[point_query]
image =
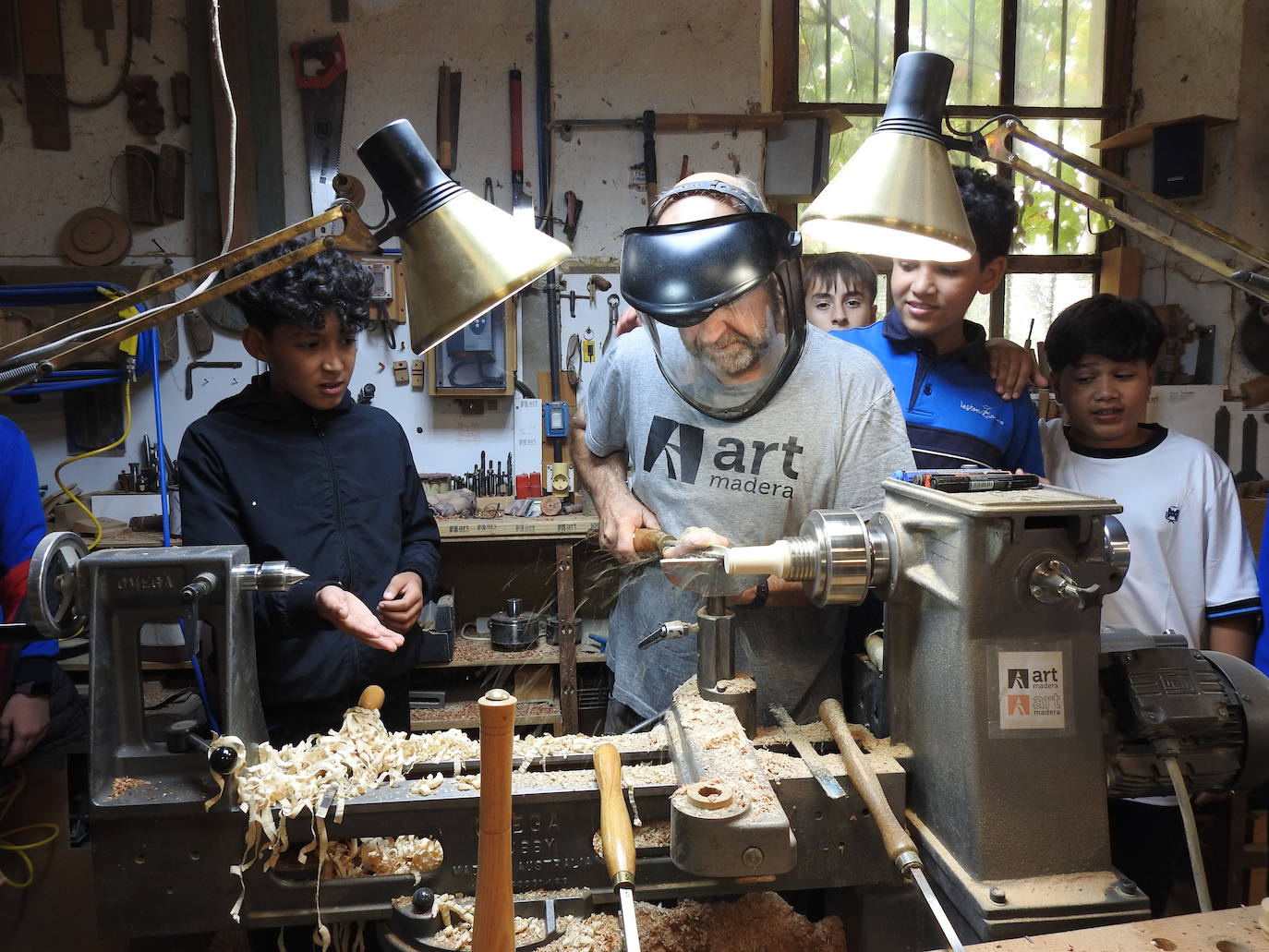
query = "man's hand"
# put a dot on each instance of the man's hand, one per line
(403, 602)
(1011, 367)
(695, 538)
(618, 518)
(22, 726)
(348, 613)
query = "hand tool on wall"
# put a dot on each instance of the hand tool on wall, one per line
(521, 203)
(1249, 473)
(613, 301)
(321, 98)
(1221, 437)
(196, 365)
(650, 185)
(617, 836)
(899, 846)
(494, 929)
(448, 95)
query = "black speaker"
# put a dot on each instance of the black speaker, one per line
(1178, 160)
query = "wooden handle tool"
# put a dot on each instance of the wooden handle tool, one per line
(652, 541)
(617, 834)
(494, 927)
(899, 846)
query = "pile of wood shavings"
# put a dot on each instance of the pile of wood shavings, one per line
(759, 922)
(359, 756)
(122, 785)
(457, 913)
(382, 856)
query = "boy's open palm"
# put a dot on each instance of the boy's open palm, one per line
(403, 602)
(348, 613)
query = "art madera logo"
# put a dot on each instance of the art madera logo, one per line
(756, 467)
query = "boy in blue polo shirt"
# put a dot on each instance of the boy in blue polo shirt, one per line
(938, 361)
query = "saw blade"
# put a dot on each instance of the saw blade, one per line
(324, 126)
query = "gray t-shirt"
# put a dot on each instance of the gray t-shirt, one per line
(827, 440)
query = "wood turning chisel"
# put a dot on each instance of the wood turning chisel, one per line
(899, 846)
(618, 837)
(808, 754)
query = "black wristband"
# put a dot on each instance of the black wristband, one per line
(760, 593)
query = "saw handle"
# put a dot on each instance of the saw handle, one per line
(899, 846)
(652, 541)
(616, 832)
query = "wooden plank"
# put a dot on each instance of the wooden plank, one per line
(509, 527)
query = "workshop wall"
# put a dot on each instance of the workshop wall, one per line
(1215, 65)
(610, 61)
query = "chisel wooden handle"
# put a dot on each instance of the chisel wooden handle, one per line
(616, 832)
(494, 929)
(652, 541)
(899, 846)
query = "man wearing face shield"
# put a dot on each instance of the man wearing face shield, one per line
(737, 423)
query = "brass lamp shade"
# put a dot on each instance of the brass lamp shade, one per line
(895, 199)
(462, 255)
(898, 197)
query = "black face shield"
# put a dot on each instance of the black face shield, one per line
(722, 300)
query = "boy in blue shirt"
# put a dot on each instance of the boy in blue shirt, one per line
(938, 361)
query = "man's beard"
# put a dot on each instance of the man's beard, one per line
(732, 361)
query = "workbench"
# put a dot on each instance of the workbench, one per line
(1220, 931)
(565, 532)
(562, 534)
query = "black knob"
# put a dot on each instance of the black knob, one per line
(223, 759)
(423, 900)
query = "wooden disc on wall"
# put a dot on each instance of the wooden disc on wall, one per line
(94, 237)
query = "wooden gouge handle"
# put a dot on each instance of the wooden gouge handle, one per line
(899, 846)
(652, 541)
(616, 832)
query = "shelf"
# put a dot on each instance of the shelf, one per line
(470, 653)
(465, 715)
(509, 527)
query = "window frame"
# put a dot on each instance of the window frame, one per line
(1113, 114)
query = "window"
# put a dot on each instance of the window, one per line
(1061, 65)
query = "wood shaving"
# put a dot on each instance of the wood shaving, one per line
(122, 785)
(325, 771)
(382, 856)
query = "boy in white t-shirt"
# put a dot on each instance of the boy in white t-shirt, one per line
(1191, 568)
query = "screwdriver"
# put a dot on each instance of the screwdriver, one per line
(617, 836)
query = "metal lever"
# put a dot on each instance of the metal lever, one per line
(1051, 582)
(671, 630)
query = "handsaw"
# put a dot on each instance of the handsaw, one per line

----------------------------------------

Filter the listing above down to the lines that contain the word "handsaw".

## Solution for this problem
query = "handsaw"
# put a dot on each instance of the handsaw, one per line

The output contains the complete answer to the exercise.